== Work instructions ==
Copy all of the material below word for word, keeping every line as it is.

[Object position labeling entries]
>>>
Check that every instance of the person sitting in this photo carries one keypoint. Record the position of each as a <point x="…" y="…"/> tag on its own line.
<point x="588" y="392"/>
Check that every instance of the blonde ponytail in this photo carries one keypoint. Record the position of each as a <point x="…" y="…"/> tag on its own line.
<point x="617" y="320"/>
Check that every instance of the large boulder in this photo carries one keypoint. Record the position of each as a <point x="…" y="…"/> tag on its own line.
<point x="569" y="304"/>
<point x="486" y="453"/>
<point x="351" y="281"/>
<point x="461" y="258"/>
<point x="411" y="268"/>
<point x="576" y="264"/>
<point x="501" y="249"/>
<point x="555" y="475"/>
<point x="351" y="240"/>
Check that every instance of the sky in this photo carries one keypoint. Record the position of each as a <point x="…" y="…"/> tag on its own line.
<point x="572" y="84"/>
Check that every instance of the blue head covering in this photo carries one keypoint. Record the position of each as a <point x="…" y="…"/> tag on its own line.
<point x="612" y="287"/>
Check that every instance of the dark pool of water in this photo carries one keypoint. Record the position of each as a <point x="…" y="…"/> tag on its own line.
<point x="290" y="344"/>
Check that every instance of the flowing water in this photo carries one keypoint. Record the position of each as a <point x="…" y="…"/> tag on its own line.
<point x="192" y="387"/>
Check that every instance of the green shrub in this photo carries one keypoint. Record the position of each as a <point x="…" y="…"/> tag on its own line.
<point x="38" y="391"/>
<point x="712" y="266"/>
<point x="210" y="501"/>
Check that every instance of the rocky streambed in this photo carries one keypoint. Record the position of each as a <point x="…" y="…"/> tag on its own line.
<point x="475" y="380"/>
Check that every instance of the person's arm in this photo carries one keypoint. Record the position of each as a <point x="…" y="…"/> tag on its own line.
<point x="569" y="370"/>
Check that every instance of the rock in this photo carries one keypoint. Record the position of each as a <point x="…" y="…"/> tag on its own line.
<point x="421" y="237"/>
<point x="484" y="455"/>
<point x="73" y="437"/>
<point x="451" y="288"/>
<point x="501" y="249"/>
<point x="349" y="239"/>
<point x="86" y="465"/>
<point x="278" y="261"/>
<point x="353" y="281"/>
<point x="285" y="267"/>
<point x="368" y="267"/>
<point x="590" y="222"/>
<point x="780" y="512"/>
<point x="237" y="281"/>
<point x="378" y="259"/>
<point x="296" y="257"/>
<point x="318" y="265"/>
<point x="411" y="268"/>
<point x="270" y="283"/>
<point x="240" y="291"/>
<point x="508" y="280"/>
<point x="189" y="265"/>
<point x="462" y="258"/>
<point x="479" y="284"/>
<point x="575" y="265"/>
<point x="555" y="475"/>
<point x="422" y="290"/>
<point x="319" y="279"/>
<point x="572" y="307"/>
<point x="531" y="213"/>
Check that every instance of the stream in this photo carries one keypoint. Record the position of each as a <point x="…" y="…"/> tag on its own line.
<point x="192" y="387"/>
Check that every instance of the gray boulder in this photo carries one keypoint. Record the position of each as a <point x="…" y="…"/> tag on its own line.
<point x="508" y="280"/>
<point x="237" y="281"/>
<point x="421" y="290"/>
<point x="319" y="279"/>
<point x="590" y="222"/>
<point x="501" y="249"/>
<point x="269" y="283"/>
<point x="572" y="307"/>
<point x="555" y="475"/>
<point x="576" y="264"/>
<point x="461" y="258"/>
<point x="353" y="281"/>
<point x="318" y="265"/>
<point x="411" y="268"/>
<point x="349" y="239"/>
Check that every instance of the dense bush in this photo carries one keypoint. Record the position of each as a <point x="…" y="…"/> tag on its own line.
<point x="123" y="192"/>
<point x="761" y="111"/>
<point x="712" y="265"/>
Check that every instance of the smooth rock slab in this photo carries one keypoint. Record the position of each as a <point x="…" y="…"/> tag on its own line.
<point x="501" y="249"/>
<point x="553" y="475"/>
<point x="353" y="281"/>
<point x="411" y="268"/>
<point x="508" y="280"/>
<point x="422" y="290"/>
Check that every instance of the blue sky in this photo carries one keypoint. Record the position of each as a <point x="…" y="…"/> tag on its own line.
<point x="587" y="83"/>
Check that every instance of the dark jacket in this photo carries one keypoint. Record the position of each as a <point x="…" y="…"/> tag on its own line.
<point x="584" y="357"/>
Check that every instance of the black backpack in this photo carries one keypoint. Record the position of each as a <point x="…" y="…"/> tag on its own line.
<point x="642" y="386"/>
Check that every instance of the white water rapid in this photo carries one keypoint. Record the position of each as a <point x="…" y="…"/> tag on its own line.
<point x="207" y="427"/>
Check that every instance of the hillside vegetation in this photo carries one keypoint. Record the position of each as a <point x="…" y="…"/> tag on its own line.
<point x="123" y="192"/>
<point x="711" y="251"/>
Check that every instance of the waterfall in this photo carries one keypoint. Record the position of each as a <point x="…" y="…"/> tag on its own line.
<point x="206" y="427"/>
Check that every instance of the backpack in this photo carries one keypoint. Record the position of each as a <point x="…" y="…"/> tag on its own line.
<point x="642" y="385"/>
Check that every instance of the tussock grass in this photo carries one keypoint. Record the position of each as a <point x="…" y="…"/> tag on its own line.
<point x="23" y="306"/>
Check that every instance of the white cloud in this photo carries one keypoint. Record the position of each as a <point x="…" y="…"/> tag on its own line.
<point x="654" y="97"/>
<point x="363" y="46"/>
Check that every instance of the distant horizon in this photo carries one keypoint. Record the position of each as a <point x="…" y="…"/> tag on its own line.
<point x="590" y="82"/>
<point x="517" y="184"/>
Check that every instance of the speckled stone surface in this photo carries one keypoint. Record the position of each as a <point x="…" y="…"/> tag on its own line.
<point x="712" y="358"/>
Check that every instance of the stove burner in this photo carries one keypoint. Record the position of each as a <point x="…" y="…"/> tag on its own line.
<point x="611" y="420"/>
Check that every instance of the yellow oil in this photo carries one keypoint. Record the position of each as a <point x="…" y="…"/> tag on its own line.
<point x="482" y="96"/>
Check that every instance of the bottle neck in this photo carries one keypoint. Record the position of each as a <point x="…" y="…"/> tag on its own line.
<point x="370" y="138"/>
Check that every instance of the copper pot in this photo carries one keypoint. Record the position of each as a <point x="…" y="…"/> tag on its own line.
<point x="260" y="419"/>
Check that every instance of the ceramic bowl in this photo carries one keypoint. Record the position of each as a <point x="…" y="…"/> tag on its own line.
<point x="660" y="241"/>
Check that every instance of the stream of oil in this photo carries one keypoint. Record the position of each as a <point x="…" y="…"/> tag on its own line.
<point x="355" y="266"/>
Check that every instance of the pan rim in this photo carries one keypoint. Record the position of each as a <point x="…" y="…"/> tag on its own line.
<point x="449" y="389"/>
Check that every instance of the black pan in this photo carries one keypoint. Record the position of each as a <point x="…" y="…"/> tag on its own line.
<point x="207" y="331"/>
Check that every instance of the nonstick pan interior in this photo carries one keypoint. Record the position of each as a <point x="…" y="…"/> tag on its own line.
<<<
== Answer ==
Check that every instance of the person sitting in this photo carries one keypoint. Record the position of each as a <point x="…" y="…"/> tag on its own line.
<point x="588" y="392"/>
Check that every instance of the blonde ponytail in this photo carries one keypoint. Record the position of each as a <point x="…" y="…"/> tag on its own line.
<point x="617" y="320"/>
Check that every instance of the large boulder in this photo carries one keypoint. Record the position of each as a <point x="…" y="…"/> tag on its own line.
<point x="569" y="304"/>
<point x="486" y="453"/>
<point x="351" y="281"/>
<point x="461" y="258"/>
<point x="411" y="268"/>
<point x="576" y="264"/>
<point x="501" y="249"/>
<point x="555" y="475"/>
<point x="351" y="240"/>
Check that every instance of the sky in this photo carries one keypoint. Record the position of each as a <point x="…" y="…"/> tag on its own line.
<point x="572" y="84"/>
Check that every instance of the blue head covering in this photo carries one keypoint. Record the position of each as a <point x="…" y="…"/> tag on its own line.
<point x="612" y="287"/>
Check that every instance of the dark pool of water in this photo carries one keypoint. Record the position of each as a <point x="…" y="…"/> tag on its own line.
<point x="290" y="344"/>
Check that every instance of the flowing water in this photo carries one keypoint. Record the position of each as a <point x="…" y="…"/> tag on its own line.
<point x="192" y="387"/>
Check that every instance of the green shrub in this photo carries one keypoint. Record the position of each as a <point x="…" y="…"/> tag on its own line.
<point x="38" y="391"/>
<point x="712" y="266"/>
<point x="210" y="501"/>
Check that every instance of the rocky streambed in this photo carries one keypoint. Record the position of each as a <point x="…" y="…"/> tag on its own line.
<point x="475" y="380"/>
Check that every instance of the person's arm in this photo carries one keypoint. Record the position of each as a <point x="…" y="…"/> tag on its own line.
<point x="569" y="370"/>
Check that every instance of the rock in this photo carries one keypoint. Record the position of each as a <point x="…" y="…"/> tag on its own line.
<point x="421" y="237"/>
<point x="484" y="455"/>
<point x="73" y="437"/>
<point x="451" y="288"/>
<point x="501" y="249"/>
<point x="349" y="239"/>
<point x="86" y="465"/>
<point x="278" y="261"/>
<point x="353" y="281"/>
<point x="285" y="267"/>
<point x="368" y="267"/>
<point x="590" y="222"/>
<point x="780" y="512"/>
<point x="237" y="281"/>
<point x="378" y="259"/>
<point x="296" y="257"/>
<point x="318" y="265"/>
<point x="411" y="268"/>
<point x="270" y="283"/>
<point x="240" y="291"/>
<point x="508" y="280"/>
<point x="189" y="265"/>
<point x="462" y="258"/>
<point x="479" y="284"/>
<point x="575" y="265"/>
<point x="555" y="475"/>
<point x="422" y="290"/>
<point x="319" y="279"/>
<point x="572" y="307"/>
<point x="531" y="213"/>
Check that every instance of the stream in this photo carries one keypoint. Record the position of each as a <point x="…" y="…"/> tag on its own line.
<point x="192" y="387"/>
Check that every instance of the gray boulder in this photo carries one keypoint. Record the position of each as a <point x="…" y="…"/> tag on its own line.
<point x="508" y="280"/>
<point x="237" y="281"/>
<point x="421" y="290"/>
<point x="319" y="279"/>
<point x="590" y="222"/>
<point x="501" y="249"/>
<point x="269" y="283"/>
<point x="572" y="307"/>
<point x="555" y="475"/>
<point x="576" y="264"/>
<point x="461" y="258"/>
<point x="353" y="281"/>
<point x="318" y="265"/>
<point x="411" y="268"/>
<point x="349" y="239"/>
Check that every instance of the dense bush in this photo carries one keypoint. Record the position of each as a <point x="…" y="…"/> tag on its own line.
<point x="123" y="192"/>
<point x="761" y="111"/>
<point x="712" y="265"/>
Check that every instance of the smooth rock slab in this photo carries one keypoint. Record the position of each as a <point x="…" y="…"/> tag on its own line.
<point x="501" y="249"/>
<point x="553" y="475"/>
<point x="353" y="281"/>
<point x="411" y="268"/>
<point x="508" y="280"/>
<point x="422" y="290"/>
Check that every instance of the blue sky in this photo carries one keypoint. Record the position of each as a <point x="…" y="…"/> tag on its own line.
<point x="587" y="83"/>
Check that every instance of the dark jacket in this photo carries one keypoint. Record the position of each as a <point x="…" y="…"/> tag on its own line.
<point x="584" y="357"/>
Check that every instance of the black backpack in this photo carries one keypoint. Record the position of each as a <point x="…" y="…"/> tag on its own line.
<point x="642" y="386"/>
Check that every instance of the white water rapid in this photo carries one keypoint. Record the position of each as a <point x="…" y="…"/> tag on its own line.
<point x="207" y="427"/>
Check that every instance of the hillside vegetation in this photo carries one keypoint. Record the position of each as a <point x="…" y="…"/> tag on its own line.
<point x="123" y="192"/>
<point x="711" y="251"/>
Check that every instance of the waterfall in this photo carries one keypoint. Record the position of each as a <point x="…" y="…"/> tag on its own line.
<point x="206" y="427"/>
Check that every instance of the backpack in this photo carries one keypoint. Record the position of each as a <point x="…" y="…"/> tag on its own line.
<point x="642" y="385"/>
Check that every instance of the tussock grass in this photo carries one keypoint. Record the position of each as a <point x="…" y="…"/> tag on its own line.
<point x="23" y="306"/>
Check that every instance of the white cloud in this photo carries one keypoint. Record the position of each as a <point x="…" y="…"/> tag on its own line.
<point x="654" y="97"/>
<point x="363" y="46"/>
Check that every instance of the distant horizon in this photo carries one keypoint. Record the position of each as a <point x="…" y="…"/> tag on its own line.
<point x="590" y="82"/>
<point x="517" y="184"/>
Check that every instance of the speckled stone surface in this photo carries one keypoint. Record the position of each as a <point x="…" y="…"/> tag on its own line.
<point x="712" y="358"/>
Check that every instance of the stove burner in this photo carries one keypoint. Record the position of each as a <point x="…" y="…"/> tag on its own line.
<point x="611" y="420"/>
Check that every instance of the yellow oil in this photo carries one keypoint. Record the position of each as a <point x="…" y="…"/> tag on its own line.
<point x="482" y="96"/>
Check that every instance of the bottle neck in this photo carries one keypoint. Record the position of each as a <point x="…" y="…"/> tag on its own line.
<point x="370" y="138"/>
Check that every instance of the copper pot in this photo carries one keypoint. Record the position of each as a <point x="…" y="…"/> tag on its own line.
<point x="260" y="419"/>
Check that every instance of the ceramic bowl in this photo carries one keypoint. Record the position of each as a <point x="…" y="…"/> tag on its own line.
<point x="660" y="241"/>
Check that every instance of the stream of oil in this photo carries one keypoint. Record the position of each as a <point x="…" y="…"/> tag on its own line.
<point x="355" y="266"/>
Check that every instance of the pan rim in this photo carries one keypoint. Record the position of each as a <point x="…" y="…"/> tag on its own line.
<point x="449" y="389"/>
Check that every instance of the black pan in this photo carries one keypoint. Record the position of each as a <point x="…" y="…"/> tag on its own line.
<point x="207" y="331"/>
Check that every instance of the nonstick pan interior in this photo carries one keypoint. Record the position of each as a <point x="…" y="…"/> tag on its own line.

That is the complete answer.